--- AUSGEWÄHLTER ABSCHNITT ---
· · ·

Den Wert einfach auf "false" setzen und fertig  :Wink: 

----------

## Josef.95

Hm, ich denke dafür sollte man besser einen Bugreport aufsetzen, so das diese "Autoupdate Funktion" gleich von vornherein deaktiviert wird.

Updates sollten vom Paketmanager (portage) gemacht werden, und nicht vom Programm selber.

----------

## schmidicom

 *Fijoldar wrote:*   

> Schau mal in die Config Datei
> 
> ...
> 
> Den Wert einfach auf "false" setzen und fertig 

 

Danke für den Tipp, hätte nicht gedacht das es im Configfile abschaltbar ist da es im GUI auch keine Option dazu gab aber schön zu sehen das dem nicht so ist.

 *Josef.95 wrote:*   

> Hm, ich denke dafür sollte man besser einen Bugreport aufsetzen, so das diese "Autoupdate Funktion" gleich von vornherein deaktiviert wird.
> 
> Updates sollten vom Paketmanager (portage) gemacht werden, und nicht vom Programm selber.

 

Ich spielte bereits mit dem Gedanken, war mir aber nicht sicher ob das ein Bugreport rechtfertigt.

Hast du inzwischen einen erstellt?

EDIT 18.07.2013:

Habe gerade versucht einen Bug report wegen diesem Autoupdate zu erstellen aber irgendwie stehe ich mit diesem Bugzilla auf Kriegsfuss.

Das muss dann wohl ein anderer machen.

----------

## schmidicom

So nach längerem Ausprobieren ist die nachfrage ob man die neuste Version herunterladen will wieder gekommen, das mit der ini-Datei hat also nichts gebracht.

Zum Bugreport: Ich wäre dankbar wenn den jemand eröffnen würde dessen geschriebenes Englisch auch verstanden wird.

----------

## franzf

Das sollte ein Gentoo-bug sein, denn generell ist die compiletime-option für UPDATE_CHECKER da (DEFINES += UPDATE_CHECKER in src/smplayer.pro) - muss halt im ebuild genutzt werden  :Wink: 

----------

## franzf

https://bugs.gentoo.org/show_bug.cgi?id=479902

----------

## Josef.95

 *Comment 4 wrote:*   

> Fixed in smplayer-0.8.5-r1. Thanks for your contribution!

 

Danke franzf :)

----------

## schmidicom

Auch von mir ein Danke.

PS: Ein Danke-Plugin für dieses Forum wäre nicht schlecht aber dafür braucht es vermutlich ein neueres phpBB.  :Wink: 

----------

## franzf

Bitte bitte  :Smile:  Hauptsache es geht jetzt  :Wink:  (ich würde am liebsten auch noch die Stellen rauspatchen, die nen browser aufmachen, z.B. beim ersten Start, aber - naja  :Wink: )

----------

· · ·

--- ERFASSTE DATEN ---
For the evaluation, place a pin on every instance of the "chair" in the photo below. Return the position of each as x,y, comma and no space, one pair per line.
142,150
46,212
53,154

· · ·

--- KURZE AUFGABE 1 ---
Beantworte anhand des Abschnitts zum Autoupdate von SMPlayer diese Fragen:
(a) Auf welchen Wert soll der Eintrag in der Config-Datei gesetzt werden?
(b) Was geschah laut schmidicom nach längerem Ausprobieren trotz der Änderung in der ini-Datei?
(c) In welcher Version wurde das Problem laut „Comment 4“ behoben?
--- KURZE AUFGABE 2 ---
Warum hält franzf das Autoupdate laut dem Abschnitt für einen Gentoo-Bug?
--- KURZE AUFGABE 3 ---
Schreibe aus dem Abschnitt die Stelle von „Das muss dann“ bis „also nichts gebracht.“ genau ab.
Stütze dich ausschließlich auf den Abschnitt.

--- SCHRIFTLICHE ANTWORT 1 ---
(a) Auf „false“.
(b) Die Nachfrage, ob man die neueste Version herunterladen will, kam wieder.
(c) In smplayer-0.8.5-r1.

--- SCHRIFTLICHE ANTWORT 2 ---
Die Compiletime-Option für UPDATE_CHECKER ist grundsätzlich vorhanden (DEFINES += UPDATE_CHECKER in src/smplayer.pro). Sie muss nur im Ebuild genutzt werden.

--- SCHRIFTLICHE ANTWORT 3 ---
Das muss dann wohl ein anderer machen.

----------

## schmidicom

So nach längerem Ausprobieren ist die nachfrage ob man die neuste Version herunterladen will wieder gekommen, das mit der ini-Datei hat also nichts gebracht.